### [Task requirements]
Reproduce all of the material below, replacing every occurrence of "fox" with "wolf" and changing nothing else. Omit the pictures from your output.

### [Records for this task]
• • •

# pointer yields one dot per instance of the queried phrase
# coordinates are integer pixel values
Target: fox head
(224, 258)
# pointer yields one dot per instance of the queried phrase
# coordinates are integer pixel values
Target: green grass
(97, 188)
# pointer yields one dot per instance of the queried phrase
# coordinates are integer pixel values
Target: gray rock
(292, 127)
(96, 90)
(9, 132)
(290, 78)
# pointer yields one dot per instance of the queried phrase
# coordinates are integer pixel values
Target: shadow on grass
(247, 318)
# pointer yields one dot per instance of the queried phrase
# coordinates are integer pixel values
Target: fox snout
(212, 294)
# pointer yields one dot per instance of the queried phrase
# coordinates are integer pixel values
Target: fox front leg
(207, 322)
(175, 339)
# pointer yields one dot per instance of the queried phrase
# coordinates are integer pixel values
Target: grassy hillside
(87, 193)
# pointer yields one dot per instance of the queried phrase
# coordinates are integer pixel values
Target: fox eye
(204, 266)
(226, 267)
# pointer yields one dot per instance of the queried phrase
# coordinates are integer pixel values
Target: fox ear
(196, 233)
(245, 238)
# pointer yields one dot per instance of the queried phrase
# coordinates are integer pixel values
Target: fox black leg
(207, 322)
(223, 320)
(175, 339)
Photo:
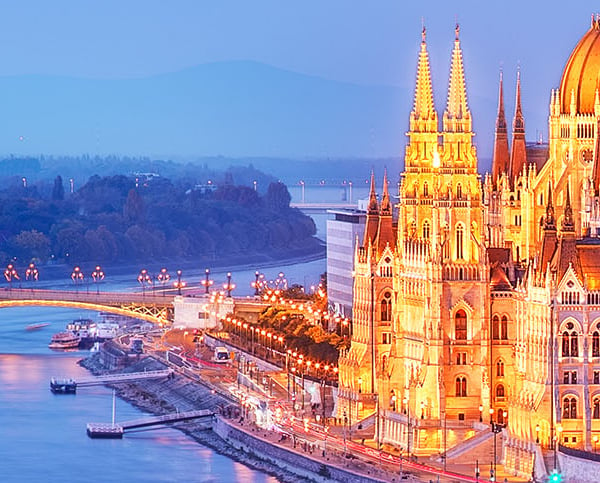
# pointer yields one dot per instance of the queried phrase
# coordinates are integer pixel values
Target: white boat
(64, 340)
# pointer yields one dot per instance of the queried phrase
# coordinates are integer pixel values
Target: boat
(63, 386)
(37, 326)
(64, 340)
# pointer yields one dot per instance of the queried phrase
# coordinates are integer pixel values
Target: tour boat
(36, 326)
(63, 386)
(64, 340)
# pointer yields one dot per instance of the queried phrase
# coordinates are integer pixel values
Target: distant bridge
(323, 207)
(147, 306)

• • •

### [Written response]
# pointer yields one dot per instance of the queried phrase
# coordinates are integer pixel values
Target: wolf head
(224, 258)
# pointer yields one dot per instance of the queried phrase
# coordinates are integer pixel values
Target: green grass
(97, 188)
# pointer yields one dot per instance of the queried phrase
# coordinates are integer pixel values
Target: gray rock
(292, 127)
(96, 90)
(9, 132)
(290, 78)
# pointer yields one dot per instance of the queried phrase
# coordinates are integer pixel values
Target: shadow on grass
(247, 318)
# pointer yields one dot per instance of the queried phrase
# coordinates are integer pixel values
Target: wolf snout
(212, 294)
# pointer yields one dot per instance of the queried phrase
# coordinates are integer pixel values
Target: wolf front leg
(207, 322)
(175, 339)
# pointer yields one dot per instance of the queried phrase
# coordinates are integer pixel values
Target: grassy hillside
(87, 193)
# pointer yields one dot per instance of the queried phrase
# coordinates are integer pixel values
Target: wolf eye
(204, 266)
(226, 267)
# pointer yields one dot per instance of the queried phrase
# coordinates are integer pixel values
Target: wolf ear
(196, 233)
(245, 238)
# pointer yields one dot per instance of the queried phrase
# coordinates are integer pixel values
Target: wolf black leg
(207, 322)
(223, 320)
(175, 339)
Photo:
# pointer yields one dot per instance of the queried phrase
# coordinates are integer pixel values
Target: white boat
(64, 340)
# pointer yields one dot per instance of the queried phrase
# coordinates are integer pixel values
Target: boat
(63, 386)
(37, 326)
(64, 340)
# pointer yields one dot per instance of the queried phrase
# coordinates are integer pixel values
Target: tour boat
(36, 326)
(63, 386)
(64, 340)
# pointer yields one dot per instance of the queried phrase
# coordinates are integer pixel values
Target: distant bridge
(323, 207)
(147, 306)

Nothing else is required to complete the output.